> _WHAT IS NEEDED_
Please swap "single marker" for "single point" in everything from the line containing "For the evaluation set, tag each instance of the window" down to the end of the entries below, keeping all else unchanged. Return only those lines.

> _RECORDED INFORMATION_

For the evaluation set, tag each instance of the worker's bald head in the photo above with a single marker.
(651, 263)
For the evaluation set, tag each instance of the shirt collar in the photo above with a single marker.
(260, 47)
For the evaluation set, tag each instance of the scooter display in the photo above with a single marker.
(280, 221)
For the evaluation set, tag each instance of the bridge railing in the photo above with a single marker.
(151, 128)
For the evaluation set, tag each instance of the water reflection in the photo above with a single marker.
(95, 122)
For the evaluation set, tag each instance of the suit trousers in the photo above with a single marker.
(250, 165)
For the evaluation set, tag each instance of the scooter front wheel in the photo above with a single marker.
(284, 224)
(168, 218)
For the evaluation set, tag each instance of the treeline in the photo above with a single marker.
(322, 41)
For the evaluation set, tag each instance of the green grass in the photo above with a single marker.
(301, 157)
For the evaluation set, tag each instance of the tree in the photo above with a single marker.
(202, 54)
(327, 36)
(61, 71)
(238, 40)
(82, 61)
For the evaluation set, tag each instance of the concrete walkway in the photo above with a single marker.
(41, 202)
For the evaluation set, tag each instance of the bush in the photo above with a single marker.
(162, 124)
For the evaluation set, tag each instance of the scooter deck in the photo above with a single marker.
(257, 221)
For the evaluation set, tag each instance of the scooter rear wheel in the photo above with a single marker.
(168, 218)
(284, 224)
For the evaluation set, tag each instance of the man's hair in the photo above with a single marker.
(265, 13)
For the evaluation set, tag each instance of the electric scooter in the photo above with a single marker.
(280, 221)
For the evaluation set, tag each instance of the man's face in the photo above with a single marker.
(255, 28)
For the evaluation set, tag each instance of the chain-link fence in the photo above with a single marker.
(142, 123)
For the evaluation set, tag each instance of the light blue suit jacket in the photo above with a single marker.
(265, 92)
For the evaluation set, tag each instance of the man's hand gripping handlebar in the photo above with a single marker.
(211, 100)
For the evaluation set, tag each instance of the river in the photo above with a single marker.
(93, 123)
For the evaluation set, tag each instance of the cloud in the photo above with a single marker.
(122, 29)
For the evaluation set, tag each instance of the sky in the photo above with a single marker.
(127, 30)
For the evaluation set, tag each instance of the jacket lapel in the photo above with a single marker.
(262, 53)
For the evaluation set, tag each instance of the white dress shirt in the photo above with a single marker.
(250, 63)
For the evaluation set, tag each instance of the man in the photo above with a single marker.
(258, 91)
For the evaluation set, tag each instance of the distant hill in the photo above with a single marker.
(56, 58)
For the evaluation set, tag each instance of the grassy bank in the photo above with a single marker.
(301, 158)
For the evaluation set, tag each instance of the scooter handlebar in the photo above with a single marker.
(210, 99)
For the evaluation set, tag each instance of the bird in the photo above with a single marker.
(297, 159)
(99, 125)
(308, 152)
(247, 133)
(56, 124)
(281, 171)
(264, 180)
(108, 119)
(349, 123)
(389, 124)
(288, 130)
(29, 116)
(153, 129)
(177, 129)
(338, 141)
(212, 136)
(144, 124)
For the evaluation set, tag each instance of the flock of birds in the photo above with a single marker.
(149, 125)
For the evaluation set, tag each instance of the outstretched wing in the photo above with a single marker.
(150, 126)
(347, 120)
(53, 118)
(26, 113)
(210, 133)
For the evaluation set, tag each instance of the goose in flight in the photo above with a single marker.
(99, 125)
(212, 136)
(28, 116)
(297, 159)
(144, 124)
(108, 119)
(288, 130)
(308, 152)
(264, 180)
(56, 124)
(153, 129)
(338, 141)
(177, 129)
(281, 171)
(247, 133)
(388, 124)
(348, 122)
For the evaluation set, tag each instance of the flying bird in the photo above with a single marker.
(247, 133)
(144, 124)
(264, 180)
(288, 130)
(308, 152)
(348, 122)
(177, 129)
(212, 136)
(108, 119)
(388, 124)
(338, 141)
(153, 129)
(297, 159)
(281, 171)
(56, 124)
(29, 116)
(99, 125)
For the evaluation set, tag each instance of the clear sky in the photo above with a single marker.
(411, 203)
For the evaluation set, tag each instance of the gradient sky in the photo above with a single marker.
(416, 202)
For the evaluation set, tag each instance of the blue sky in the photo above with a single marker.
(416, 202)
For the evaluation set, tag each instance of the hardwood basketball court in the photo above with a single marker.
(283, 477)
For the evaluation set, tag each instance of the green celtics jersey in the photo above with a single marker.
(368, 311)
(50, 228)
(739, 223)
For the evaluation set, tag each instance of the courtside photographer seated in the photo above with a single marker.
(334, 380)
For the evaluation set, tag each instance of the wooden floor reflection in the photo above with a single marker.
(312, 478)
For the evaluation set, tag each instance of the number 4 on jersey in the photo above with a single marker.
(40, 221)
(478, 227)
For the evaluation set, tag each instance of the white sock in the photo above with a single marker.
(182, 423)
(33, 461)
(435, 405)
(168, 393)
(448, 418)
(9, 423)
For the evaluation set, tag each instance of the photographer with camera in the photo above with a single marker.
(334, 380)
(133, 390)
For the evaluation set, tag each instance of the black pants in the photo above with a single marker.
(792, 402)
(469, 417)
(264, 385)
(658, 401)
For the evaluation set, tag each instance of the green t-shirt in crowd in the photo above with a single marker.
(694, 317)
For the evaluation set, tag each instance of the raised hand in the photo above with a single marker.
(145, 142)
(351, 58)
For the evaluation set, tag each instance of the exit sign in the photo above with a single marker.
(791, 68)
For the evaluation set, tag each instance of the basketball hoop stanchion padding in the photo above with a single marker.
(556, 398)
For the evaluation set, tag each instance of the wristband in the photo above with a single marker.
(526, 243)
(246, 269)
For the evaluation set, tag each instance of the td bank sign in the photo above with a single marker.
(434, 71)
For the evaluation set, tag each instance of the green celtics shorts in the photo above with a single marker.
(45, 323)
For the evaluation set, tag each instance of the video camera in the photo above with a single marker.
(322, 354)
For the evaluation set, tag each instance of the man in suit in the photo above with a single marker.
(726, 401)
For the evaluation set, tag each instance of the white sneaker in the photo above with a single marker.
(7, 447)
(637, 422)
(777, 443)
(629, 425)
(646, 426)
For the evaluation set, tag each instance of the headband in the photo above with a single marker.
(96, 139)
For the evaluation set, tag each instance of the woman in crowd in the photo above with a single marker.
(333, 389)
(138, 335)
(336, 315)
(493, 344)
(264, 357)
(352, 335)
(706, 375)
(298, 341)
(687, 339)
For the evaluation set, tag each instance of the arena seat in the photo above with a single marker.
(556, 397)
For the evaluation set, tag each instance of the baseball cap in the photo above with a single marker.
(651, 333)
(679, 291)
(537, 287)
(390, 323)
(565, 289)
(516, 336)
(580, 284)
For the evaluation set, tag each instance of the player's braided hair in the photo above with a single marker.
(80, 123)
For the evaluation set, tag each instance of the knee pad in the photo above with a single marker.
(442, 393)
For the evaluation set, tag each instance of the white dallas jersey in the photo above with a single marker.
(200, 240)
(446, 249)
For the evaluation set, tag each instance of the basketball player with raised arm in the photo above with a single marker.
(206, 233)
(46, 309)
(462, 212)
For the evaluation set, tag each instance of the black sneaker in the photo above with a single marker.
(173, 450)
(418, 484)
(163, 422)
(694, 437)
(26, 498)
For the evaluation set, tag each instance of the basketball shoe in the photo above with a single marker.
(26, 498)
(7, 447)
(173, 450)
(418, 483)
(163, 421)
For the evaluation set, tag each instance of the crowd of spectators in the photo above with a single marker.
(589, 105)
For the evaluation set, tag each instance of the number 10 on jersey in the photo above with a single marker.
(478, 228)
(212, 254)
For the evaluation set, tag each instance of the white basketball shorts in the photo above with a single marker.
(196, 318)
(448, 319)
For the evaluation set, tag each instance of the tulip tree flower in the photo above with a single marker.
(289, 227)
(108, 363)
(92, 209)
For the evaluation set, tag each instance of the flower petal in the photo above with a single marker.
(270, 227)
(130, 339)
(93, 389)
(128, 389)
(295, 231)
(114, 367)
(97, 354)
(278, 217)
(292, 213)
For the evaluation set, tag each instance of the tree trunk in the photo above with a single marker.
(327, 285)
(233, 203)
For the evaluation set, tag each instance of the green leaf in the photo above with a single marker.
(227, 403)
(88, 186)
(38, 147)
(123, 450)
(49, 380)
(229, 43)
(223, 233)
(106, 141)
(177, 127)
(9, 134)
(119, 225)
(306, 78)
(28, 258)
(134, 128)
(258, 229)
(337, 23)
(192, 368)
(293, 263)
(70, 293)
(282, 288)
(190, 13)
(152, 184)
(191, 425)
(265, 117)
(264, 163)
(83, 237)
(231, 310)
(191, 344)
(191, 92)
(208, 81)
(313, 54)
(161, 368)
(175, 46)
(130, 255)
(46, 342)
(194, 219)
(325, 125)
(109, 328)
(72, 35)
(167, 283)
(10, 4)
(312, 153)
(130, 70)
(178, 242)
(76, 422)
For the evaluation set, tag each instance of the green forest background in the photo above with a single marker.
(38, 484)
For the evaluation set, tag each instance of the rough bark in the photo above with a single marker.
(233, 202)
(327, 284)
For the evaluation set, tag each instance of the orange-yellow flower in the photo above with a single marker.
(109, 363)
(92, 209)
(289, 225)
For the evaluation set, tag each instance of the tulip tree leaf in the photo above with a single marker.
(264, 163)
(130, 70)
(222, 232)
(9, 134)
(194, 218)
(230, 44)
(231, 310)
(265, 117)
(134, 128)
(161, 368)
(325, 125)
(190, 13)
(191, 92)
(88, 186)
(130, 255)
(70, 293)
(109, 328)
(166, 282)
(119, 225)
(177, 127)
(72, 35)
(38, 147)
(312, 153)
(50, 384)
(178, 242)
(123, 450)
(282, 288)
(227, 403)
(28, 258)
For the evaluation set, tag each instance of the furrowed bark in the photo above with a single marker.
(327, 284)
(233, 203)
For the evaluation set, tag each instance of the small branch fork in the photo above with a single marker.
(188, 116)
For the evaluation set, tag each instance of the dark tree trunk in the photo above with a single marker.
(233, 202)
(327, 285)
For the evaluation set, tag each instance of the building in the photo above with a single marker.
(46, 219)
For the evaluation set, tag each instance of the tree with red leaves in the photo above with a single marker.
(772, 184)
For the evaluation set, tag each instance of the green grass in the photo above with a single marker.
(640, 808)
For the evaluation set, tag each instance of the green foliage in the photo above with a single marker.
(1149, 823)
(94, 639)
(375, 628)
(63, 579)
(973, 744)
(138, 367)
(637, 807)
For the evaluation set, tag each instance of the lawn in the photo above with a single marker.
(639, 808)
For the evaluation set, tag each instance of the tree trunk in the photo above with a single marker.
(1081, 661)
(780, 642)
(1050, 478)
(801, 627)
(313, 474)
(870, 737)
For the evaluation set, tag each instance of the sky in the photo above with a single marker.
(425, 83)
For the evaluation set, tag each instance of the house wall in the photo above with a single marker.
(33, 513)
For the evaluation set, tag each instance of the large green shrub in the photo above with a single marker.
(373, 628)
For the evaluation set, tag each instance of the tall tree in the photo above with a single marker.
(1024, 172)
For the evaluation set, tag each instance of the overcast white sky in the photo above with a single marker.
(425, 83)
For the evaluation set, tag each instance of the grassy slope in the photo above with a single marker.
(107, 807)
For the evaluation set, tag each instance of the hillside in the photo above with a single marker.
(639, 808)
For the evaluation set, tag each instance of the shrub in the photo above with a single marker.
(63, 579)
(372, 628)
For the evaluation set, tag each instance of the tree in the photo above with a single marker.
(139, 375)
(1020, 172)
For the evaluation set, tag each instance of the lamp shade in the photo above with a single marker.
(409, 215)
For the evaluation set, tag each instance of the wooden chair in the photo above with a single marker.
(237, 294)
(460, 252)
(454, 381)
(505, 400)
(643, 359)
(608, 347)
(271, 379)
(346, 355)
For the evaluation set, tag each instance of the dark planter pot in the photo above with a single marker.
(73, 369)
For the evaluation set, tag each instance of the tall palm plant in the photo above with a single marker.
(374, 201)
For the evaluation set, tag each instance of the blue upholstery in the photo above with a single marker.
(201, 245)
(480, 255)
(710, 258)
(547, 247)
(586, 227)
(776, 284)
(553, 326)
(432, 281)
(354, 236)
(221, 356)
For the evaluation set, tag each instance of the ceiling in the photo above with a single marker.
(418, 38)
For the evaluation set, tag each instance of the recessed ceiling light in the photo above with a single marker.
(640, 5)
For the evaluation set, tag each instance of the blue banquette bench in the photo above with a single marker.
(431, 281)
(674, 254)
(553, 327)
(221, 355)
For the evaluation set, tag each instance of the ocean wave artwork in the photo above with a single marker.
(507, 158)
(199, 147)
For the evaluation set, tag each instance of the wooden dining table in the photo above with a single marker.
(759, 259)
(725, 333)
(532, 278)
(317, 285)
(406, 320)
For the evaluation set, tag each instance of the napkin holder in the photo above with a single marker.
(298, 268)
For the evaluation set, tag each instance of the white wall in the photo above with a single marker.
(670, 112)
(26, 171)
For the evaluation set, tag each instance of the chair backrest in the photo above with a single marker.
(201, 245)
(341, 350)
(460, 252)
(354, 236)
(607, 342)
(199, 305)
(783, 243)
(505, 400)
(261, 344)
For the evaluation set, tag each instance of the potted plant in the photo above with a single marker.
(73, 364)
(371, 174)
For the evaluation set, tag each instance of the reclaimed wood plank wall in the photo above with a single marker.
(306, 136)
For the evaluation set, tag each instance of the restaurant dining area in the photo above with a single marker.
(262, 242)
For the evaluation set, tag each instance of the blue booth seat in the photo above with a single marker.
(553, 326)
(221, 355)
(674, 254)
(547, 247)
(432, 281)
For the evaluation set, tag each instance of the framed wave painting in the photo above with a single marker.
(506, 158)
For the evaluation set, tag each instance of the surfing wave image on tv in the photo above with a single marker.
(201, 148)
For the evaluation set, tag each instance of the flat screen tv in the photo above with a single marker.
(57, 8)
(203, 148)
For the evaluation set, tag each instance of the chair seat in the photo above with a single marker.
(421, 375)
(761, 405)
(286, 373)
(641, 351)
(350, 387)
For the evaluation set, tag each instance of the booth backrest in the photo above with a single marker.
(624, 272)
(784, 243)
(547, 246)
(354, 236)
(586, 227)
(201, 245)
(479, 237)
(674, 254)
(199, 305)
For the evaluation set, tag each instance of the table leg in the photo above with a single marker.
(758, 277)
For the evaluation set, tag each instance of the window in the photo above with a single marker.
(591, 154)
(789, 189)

> _TASK OUTPUT_
For the evaluation set, tag each instance of the window in the photo above with a single point.
(591, 154)
(789, 189)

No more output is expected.